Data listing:
%%

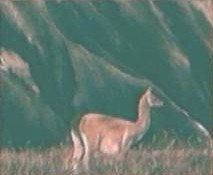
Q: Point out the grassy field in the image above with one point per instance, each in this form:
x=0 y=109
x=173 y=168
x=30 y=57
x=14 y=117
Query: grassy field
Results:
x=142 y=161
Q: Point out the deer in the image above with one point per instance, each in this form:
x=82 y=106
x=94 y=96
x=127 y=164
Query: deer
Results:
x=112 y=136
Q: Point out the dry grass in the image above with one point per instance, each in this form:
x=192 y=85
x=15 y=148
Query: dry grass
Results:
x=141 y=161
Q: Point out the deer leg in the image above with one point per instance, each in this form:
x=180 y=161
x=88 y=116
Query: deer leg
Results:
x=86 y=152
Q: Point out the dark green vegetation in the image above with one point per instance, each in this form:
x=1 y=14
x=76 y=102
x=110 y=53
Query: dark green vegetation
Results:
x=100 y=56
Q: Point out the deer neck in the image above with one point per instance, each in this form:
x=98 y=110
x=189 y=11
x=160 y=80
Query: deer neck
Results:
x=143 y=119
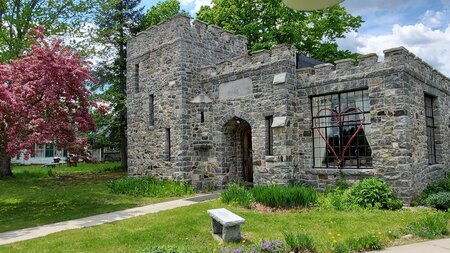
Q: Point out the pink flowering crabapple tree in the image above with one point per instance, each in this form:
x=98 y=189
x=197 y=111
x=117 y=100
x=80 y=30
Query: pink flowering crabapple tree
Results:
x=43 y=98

%%
%%

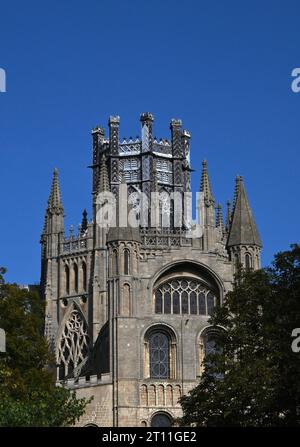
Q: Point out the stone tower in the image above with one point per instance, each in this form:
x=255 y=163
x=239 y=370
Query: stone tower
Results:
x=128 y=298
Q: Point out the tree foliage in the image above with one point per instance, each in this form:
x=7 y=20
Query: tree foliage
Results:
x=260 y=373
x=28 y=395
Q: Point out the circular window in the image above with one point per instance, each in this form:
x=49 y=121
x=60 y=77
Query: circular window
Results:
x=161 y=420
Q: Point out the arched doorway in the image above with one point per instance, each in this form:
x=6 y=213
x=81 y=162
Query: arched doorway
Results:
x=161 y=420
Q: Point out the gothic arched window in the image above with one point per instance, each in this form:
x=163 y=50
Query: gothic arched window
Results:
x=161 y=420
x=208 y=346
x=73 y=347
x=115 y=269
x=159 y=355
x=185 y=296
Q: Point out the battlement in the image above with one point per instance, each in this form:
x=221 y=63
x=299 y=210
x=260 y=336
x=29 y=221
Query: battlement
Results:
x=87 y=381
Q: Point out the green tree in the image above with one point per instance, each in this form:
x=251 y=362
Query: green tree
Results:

%%

Copy out the lines of the entries above word for word, starting at the line that contains "Q: Point out the grassy" and ending at the line that contains "x=112 y=136".

Q: Point out the grassy field in the image above with one point per instance, each in this form:
x=0 y=109
x=173 y=168
x=30 y=57
x=14 y=117
Query: grassy field
Results:
x=142 y=161
Q: Point out the deer in the image above with one point per instance, each in this form:
x=82 y=106
x=94 y=96
x=127 y=164
Query: deer
Results:
x=112 y=136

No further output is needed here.